### [EXTRAIT DU DOCUMENT]
☆ ☆ ☆ ☆ ☆
Avec nous ce matin la journaliste Anne-Sophie Jacques et le consultant Maxime Guedj.
Et vous comment vous défendez-vous face aux géants d’Internet ? Au contraire, avez-vous aboli toute velléité d’autodéfense numérique en faisant confiance aux GAFAM ? 01 45 24 7000, sans oublier l’appli France Inter et la page Facebook de Grand bien vous fasse.
Vers 11 heures moins 25 vous retrouverez la combattante Giulia Foïs pour sa chronique « Pas son genre ». Bienvenue dans Grand bien vous fasse, la vie quotidienne, mode d’emploi.

Voix off : France Inter. Grand bien vous fasse. Ali Rebeihi.

Ali Rebeihi : Bonjour Anne-Sophie Jacques.

Anne-Sophie Jacques : Bonjour.

Ali Rebeihi : Vous êtes journaliste indépendante. Bonjour Maxime Guedj.

Maxime Guedj : Bonjour.

Ali Rebeihi : Vous êtes ingénieur, consultant, indépendant également et vous publiez ensemble aux Arènes Déclic ou « Comment profiter du numérique sans tomber dans le piège des géants du Web ». Dans ce livre vous militez pour un Internet libre, sans surveillance et sans dépendance. C’est encore vraiment possible Anne-Sophie Jacques ?

Anne-Sophie Jacques : Oui, c’est encore vraiment possible. En fait toute la découverte de ce livre quand on a commencé la rédaction avec Maxime, c’est de réaliser, déjà à partir du constat que vous venez de dresser en introduction, qu’effectivement on est quand même très coincés vis-à-vis de ces géants du Web, vous l’avez dit, qui nous manipulent, qui créent des services, qui nous rendent complètement accros.

Ali Rebeihi : Mais qui ont également amélioré notre quotidien !

Anne-Sophie Jacques : Certes, ils ont amélioré notre quotidien, mais à quel prix ! C’est l’objet du livre aussi et du constat que l’on fait. Dans notre enquête, ce qu’on a surtout réalisé, ce qu’on n’avait pas encore vu avant de commencer, c’est qu’il y a énormément de gens qui se battent pour les libertés sur Internet. Il y a une communauté qui est énorme, avec un enthousiasme qui est fou et pas depuis hier, depuis au moins 30 ans. De toute façon le Web c’est tout jeune, ça a à peine 30 ans, ce n’est rien du tout, c’est une grosse génération.

Ali Rebeihi : Maxime Guedj.
☆ ☆ ☆ ☆ ☆
### [Entrées enregistrées du jeu de données]
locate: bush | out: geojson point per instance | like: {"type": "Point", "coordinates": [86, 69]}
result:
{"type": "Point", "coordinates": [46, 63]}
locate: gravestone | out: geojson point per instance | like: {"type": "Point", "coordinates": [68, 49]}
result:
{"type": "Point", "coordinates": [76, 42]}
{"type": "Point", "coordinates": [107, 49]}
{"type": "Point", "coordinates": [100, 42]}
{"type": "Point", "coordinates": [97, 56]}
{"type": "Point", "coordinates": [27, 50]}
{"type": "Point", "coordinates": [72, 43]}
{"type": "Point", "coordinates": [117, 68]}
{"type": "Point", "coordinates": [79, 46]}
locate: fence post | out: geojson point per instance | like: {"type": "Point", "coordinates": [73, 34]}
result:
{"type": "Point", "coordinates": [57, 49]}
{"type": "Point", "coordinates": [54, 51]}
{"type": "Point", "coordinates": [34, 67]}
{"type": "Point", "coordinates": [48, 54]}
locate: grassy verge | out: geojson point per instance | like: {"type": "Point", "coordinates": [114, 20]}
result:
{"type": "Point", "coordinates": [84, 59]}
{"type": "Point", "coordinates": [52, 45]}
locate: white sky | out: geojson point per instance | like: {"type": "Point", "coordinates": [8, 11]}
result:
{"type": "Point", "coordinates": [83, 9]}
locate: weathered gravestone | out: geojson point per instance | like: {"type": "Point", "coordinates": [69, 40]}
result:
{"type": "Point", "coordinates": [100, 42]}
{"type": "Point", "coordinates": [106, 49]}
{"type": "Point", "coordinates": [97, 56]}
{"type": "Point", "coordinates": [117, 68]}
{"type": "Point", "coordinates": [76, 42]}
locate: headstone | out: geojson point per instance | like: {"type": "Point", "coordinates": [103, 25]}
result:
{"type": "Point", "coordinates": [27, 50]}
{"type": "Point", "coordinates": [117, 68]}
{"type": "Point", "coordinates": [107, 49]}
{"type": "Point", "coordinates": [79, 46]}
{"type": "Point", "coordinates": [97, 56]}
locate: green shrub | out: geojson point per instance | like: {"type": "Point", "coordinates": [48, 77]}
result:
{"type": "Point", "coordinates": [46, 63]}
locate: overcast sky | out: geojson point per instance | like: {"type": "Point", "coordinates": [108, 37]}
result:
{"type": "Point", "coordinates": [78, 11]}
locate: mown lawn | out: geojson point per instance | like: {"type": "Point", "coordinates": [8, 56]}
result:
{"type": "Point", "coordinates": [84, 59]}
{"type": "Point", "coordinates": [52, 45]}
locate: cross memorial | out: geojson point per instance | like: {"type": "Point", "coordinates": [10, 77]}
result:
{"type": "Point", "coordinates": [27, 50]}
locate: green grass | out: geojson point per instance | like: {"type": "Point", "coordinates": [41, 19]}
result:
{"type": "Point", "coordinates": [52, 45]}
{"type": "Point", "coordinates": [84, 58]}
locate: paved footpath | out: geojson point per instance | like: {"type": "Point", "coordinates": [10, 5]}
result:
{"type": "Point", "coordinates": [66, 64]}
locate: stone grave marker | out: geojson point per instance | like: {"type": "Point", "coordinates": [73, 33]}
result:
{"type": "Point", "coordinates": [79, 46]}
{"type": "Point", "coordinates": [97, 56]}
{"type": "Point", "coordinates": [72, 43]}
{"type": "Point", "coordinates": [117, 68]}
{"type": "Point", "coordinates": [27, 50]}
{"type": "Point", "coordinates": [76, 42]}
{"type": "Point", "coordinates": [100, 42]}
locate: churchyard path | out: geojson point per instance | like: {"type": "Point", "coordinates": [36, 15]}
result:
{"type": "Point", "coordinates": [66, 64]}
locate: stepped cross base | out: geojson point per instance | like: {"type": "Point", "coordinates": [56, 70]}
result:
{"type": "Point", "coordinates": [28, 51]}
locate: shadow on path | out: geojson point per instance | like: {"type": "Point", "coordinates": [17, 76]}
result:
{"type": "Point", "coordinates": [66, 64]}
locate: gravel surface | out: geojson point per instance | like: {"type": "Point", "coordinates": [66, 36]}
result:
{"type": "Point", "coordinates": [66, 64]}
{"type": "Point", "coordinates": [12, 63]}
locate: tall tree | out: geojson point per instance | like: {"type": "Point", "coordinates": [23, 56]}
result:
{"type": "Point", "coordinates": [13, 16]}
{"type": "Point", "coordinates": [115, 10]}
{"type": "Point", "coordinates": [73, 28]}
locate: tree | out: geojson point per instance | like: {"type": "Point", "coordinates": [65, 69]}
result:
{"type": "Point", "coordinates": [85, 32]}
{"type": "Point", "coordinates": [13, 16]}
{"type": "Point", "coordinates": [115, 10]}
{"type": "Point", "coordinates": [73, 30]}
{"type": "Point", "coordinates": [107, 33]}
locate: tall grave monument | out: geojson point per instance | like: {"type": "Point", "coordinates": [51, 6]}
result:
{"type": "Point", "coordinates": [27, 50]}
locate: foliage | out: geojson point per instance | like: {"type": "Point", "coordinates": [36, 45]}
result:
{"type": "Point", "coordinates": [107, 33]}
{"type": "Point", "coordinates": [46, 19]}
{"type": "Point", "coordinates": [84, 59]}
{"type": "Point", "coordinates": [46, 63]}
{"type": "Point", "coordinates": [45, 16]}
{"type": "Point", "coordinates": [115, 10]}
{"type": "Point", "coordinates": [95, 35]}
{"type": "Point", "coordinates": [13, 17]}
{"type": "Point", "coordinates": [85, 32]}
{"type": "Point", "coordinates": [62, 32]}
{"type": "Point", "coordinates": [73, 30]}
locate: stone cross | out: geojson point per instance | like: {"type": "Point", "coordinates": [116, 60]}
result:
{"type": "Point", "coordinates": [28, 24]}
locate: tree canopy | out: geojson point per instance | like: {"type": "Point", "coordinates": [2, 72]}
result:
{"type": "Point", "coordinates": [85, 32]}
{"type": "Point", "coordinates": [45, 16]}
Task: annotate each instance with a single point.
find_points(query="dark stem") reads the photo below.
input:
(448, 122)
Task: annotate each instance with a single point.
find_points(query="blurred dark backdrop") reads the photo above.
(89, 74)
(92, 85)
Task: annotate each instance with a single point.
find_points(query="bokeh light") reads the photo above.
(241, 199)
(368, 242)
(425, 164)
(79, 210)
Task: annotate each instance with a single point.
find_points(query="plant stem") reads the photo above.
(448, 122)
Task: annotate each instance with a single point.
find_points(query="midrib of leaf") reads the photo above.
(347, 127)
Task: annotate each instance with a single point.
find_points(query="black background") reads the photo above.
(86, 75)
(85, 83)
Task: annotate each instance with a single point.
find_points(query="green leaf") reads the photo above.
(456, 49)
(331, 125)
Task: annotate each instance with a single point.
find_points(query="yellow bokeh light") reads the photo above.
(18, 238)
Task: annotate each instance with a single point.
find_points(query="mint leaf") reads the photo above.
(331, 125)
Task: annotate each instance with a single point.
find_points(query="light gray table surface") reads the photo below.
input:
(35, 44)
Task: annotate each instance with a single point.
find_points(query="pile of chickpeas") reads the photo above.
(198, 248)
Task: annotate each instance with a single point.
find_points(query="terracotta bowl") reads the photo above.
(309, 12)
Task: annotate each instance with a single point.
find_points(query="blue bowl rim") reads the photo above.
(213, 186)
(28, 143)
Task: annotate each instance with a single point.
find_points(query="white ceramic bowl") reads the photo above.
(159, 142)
☆ ☆ ☆ ☆ ☆
### [TRAVAIL DEMANDÉ]
1. D'après la transcription de l'émission de radio, depuis combien de temps la communauté qui se bat pour les libertés sur Internet existe-t-elle selon Anne-Sophie Jacques ?
2. Indiquez si chacune des affirmations suivantes est conforme à la transcription de l'émission de radio, en citant les mots décisifs : (a) Maxime Guedj est journaliste indépendant ; (b) pour Anne-Sophie Jacques, un Internet libre est encore possible ; (c) Ali Rebeihi reconnaît que les géants du Web ont amélioré notre quotidien.
3. Reprenez la transcription de l'émission de radio sur les géants du Web à la suite de sa dernière réplique.

### [RÉSULTATS PAR TÂCHE]
1. Depuis au moins 30 ans.

2.
(a) Non : « Vous êtes ingénieur, consultant, indépendant également ».
(b) Oui : « Oui, c’est encore vraiment possible. »
(c) Oui : « Mais qui ont également amélioré notre quotidien ! »

3.
Maxime Guedj : Ce qu’on peut dire c’est que c’est vrai que ça amélioré certaines choses, ça nous fait peut-être gagner du temps en termes d’efficacité. Maintenant on voit qu’il y a quand même pas mal de gens qui cherchent aussi à faire des vacances détox, à se déconnecter de plus en plus, donc c’est aussi ça qui, en partie, nous a poussés à la nécessité d’écrire ce livre. Au fur et à mesure que cette défiance monte également au sein du monde des technologies et puis de la part des usagers, il y a une forme de défiance qui se construit autour de ça. L’idée c’est aussi de dire qu’il ne faut peut-être pas tout jeter, mais en fait à l’intérieur, dans le numérique, il y a aussi d’autres façons d’envisager le numérique, d’autres façons de le concevoir pour que ça respecte aussi les citoyens, nos libertés et notre vie privée.

Ali Rebeihi : Rappelez-nous quelle est la puissance actuelle des géants du Web, que l’on appelle donc les GAFAM, Google Amazon, Facebook Apple et Microsoft. Ces GAFAM n’ont jamais autant concentré de pouvoirs dans l’histoire de l’humanité.

Maxime Guedj : C’est étonnant mais quand on regarde en termes de capitalisation boursière aux États-Unis, Google, Amazon, Microsoft et Apple sont à mille milliards de dollars ; Facebook est autour de 500/530 je crois. Pour une comparaison, c’est Exxon qui est à 250 milliards.

Ali Rebeihi : La compagnie pétrolière.

Maxime Guedj : Voilà, la compagnie pétrolière. Donc on voit qu’on est passé dans une autre phase. Bien sûr que l’extraction des minerais sur la planète continue, mais finalement, le nouveau minerai à extraire aujourd’hui je dirais, qui a le plus de valeur, c’est la donnée et ce minerai est extrait à travers toutes ces plateformes que l’on utilise chaque jour.

Ali Rebeihi : Sans tomber dans la paranoïa, peut-on dire que ces géants du Web ont pris le pouvoir dans nos vies, que nous sommes tous devenus dépendants de leurs outils et services ?

Anne-Sophie Jacques : C’est vrai qu’on est dépendants, mais comme le disait Maxime, ce qui va intéresser ces géants qui sont devenus énormes, c’est en fait notre donnée, c’est ce qui nous appartient, c’est tout ce qu’on fait, tout ce qu’on mange, tout ce qu’on voit, tout ce qu’on lit, tout ce qu’on aime. C’est ça qui les intéresse. Les outils peut-être qu’ils nous rendent service, mais ces outils sont là pour capter le plus de choses sur nous.
Donc on réalise que cette grande phrase qui est connue aujourd’hui « quand c’est gratuit c’est nous le produit » qu’en fait ça va bien au-delà de ça. Nous ne sommes plus qu’un produit, il n’y a plus que ça qui les intéresse. C’est là où il faut effectivement faire un pas de côté et se dire qu’on n’a pas envie d’être juste un consommateur à la solde de ces géants qui ont pris un pouvoir énorme et qu’on peut faire autrement.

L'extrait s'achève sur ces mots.